GIVEN REQUEST A: According to the pet trusts passage below, which two legal documents can an owner use to provide for a pet?

SOURCE PASSAGE:
Pet Trusts

Peace of Mind for Your Pet’s Future



Most owners don’t think they need formal estate-planning documents for their pets because a friend, neighbor or relative has said that they will take care of the pet when the owner dies. Unfortunately, sometimes these folks may have good intentions, but when reality strikes, the hoped-for, unwritten arrangement may not be honored and the pet is euthanized.

Such sad occurrences, the result of unforeseen financial distress, broken promises or misunderstandings, can be prevented if the proper legal documents are in place to protect a beloved pet. The owner may provide for the pet either in a legally signed will or a trust specifically created for the named pet. So, which is better?

Limits of a Will

While a will cannot leave property directly to an animal, it can name a person that is charged with the responsibility of caring for the pet, as well as leave available funds to the individual for that purpose. However, problems can arise because many people don’t understand how a will works.

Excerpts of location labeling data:
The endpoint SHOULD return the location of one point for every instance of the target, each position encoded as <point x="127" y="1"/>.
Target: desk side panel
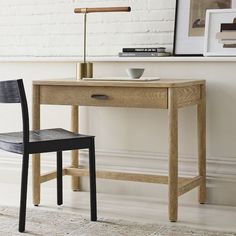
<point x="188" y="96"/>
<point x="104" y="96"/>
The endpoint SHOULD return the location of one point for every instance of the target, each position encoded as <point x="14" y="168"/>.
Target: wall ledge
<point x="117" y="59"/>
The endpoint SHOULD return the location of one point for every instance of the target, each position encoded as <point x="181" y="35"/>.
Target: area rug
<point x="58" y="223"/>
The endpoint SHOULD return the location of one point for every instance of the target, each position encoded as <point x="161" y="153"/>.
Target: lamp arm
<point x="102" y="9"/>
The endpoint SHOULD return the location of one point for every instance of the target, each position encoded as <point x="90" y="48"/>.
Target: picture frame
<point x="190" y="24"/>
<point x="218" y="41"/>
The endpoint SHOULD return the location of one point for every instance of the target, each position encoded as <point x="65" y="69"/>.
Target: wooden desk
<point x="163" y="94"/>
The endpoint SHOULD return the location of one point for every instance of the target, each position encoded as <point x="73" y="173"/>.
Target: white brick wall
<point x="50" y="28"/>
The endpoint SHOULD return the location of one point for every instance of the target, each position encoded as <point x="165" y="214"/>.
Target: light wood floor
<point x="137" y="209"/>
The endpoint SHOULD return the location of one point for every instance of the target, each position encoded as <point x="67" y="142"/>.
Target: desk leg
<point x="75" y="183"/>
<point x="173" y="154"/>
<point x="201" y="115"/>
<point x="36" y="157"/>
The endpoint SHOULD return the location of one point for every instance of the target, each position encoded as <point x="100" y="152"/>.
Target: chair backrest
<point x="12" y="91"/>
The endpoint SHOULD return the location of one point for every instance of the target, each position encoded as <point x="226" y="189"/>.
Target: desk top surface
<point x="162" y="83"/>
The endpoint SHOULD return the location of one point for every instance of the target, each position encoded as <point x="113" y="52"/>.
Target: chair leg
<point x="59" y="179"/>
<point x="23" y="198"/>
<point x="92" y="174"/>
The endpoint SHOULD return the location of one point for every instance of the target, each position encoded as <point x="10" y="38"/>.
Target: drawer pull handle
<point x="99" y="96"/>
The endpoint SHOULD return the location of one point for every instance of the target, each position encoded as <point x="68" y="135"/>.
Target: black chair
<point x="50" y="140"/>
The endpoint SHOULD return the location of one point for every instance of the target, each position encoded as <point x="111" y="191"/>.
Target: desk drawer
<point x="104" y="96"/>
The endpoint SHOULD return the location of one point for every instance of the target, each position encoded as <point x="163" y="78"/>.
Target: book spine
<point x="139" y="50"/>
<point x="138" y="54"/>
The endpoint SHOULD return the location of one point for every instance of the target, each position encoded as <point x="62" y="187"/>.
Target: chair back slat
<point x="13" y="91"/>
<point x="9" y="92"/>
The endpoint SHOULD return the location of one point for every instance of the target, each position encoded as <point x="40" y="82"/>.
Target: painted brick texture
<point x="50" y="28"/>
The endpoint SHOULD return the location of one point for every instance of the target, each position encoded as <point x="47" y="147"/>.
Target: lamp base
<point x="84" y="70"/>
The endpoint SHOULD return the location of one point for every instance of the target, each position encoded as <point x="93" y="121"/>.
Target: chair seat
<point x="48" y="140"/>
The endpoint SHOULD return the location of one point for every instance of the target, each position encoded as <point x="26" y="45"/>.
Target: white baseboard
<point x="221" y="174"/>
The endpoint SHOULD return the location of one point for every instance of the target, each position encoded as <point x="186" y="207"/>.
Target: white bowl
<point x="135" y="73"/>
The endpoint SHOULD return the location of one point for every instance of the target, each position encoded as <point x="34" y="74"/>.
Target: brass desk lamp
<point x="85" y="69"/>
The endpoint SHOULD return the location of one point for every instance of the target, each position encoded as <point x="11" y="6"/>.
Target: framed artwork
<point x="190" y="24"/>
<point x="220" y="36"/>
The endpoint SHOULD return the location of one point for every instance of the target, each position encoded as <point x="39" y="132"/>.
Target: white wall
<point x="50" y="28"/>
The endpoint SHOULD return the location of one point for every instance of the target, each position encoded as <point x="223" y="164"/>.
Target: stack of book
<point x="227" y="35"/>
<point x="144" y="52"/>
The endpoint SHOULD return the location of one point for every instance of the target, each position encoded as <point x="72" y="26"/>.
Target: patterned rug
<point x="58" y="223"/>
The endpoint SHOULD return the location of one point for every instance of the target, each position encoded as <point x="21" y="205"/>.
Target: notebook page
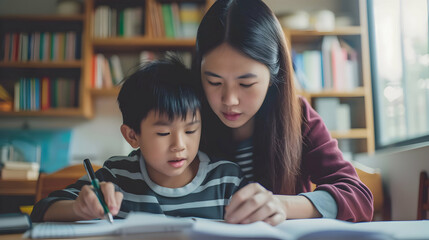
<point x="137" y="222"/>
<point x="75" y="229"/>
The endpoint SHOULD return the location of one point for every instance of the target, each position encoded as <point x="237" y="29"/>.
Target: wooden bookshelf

GIVEN REQUEST B: Report every line in the entries above that contains the string "brick".

CORRECT ANSWER A: A legally signed will or a trust created specifically for the named pet.

CORRECT ANSWER B:
Target: white brick wall
Target: painted brick texture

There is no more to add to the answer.